Ordine di lavoro:
Indichi quante righe dei record contengono la stringa "clicks", distinguendo tra maiuscole e minuscole. Risponda soltanto con il numero.
........
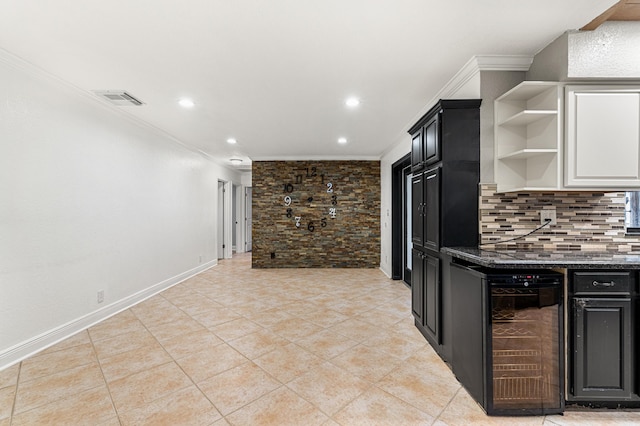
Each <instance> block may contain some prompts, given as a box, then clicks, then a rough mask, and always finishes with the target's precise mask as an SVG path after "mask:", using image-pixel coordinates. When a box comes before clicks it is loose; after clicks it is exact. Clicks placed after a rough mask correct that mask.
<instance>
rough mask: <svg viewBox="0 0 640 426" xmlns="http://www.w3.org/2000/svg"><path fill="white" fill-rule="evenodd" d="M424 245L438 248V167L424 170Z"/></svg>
mask: <svg viewBox="0 0 640 426" xmlns="http://www.w3.org/2000/svg"><path fill="white" fill-rule="evenodd" d="M424 188H425V194H424V200H425V201H424V246H425V247H426V248H429V249H431V250H440V197H441V192H440V168H435V169H432V170H428V171H426V172H424Z"/></svg>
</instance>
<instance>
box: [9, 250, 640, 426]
mask: <svg viewBox="0 0 640 426" xmlns="http://www.w3.org/2000/svg"><path fill="white" fill-rule="evenodd" d="M639 421H640V413H639V412H637V411H636V412H623V411H607V412H572V411H568V412H567V413H565V415H564V416H547V417H546V418H545V417H528V418H518V419H513V418H491V417H487V416H485V415H484V414H483V412H482V410H481V409H480V408H479V407H478V406H477V405H476V404H475V402H474V401H472V400H471V398H470V397H469V396H468V394H467V393H466V391H465V390H464V389H462V388H461V387H460V385H459V383H458V382H457V381H456V379H455V378H454V377H453V375H452V373H451V371H450V370H449V368H448V367H447V366H446V365H444V363H443V362H442V361H441V360H440V358H439V357H438V356H437V355H436V354H435V352H434V351H433V350H432V349H431V347H429V346H428V345H427V343H426V341H425V340H424V338H423V337H422V336H421V335H420V334H419V332H418V331H417V330H416V328H415V327H414V325H413V318H412V316H411V312H410V290H409V289H408V288H407V287H405V285H404V284H403V283H402V282H401V281H392V280H390V279H388V278H387V277H386V276H384V274H382V272H380V271H379V270H377V269H251V254H250V253H245V254H240V255H236V256H235V257H234V258H233V259H231V260H224V261H221V262H220V264H219V265H218V266H215V267H213V268H211V269H209V270H208V271H205V272H203V273H201V274H199V275H198V276H195V277H192V278H190V279H188V280H187V281H185V282H183V283H181V284H179V285H176V286H174V287H173V288H171V289H169V290H166V291H164V292H162V293H161V294H158V295H156V296H154V297H152V298H150V299H148V300H147V301H145V302H143V303H141V304H139V305H137V306H134V307H132V308H130V309H127V310H125V311H123V312H121V313H119V314H117V315H115V316H113V317H111V318H110V319H108V320H106V321H104V322H102V323H100V324H98V325H95V326H93V327H91V328H90V329H89V330H88V331H83V332H81V333H79V334H77V335H75V336H73V337H71V338H68V339H66V340H65V341H63V342H60V343H59V344H57V345H55V346H53V347H51V348H49V349H47V350H45V351H43V352H41V353H39V354H37V355H35V356H33V357H31V358H29V359H26V360H24V361H23V362H21V363H19V364H17V365H14V366H13V367H10V368H8V369H6V370H4V371H1V372H0V426H9V425H13V426H17V425H41V424H55V425H67V424H68V425H79V424H83V425H141V424H150V425H163V424H167V425H227V424H231V425H305V426H312V425H323V424H324V425H336V424H337V425H418V424H420V425H430V424H438V425H461V424H462V425H465V424H473V425H479V424H487V425H491V424H504V425H507V424H508V425H513V424H518V425H528V424H531V425H543V424H544V425H555V424H557V425H571V424H581V425H584V424H588V423H589V422H591V424H596V423H597V424H598V425H603V424H637V423H638V422H639Z"/></svg>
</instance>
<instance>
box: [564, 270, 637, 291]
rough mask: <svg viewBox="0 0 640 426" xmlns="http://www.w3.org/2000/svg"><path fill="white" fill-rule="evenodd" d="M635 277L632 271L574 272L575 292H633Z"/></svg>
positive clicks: (573, 285)
mask: <svg viewBox="0 0 640 426" xmlns="http://www.w3.org/2000/svg"><path fill="white" fill-rule="evenodd" d="M632 283H633V279H632V276H631V272H630V271H622V272H574V273H573V293H574V294H576V295H581V294H583V295H584V294H602V293H606V294H611V293H618V294H631V292H632V291H633V287H632Z"/></svg>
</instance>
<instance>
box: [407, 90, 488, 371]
........
Esito del compito:
2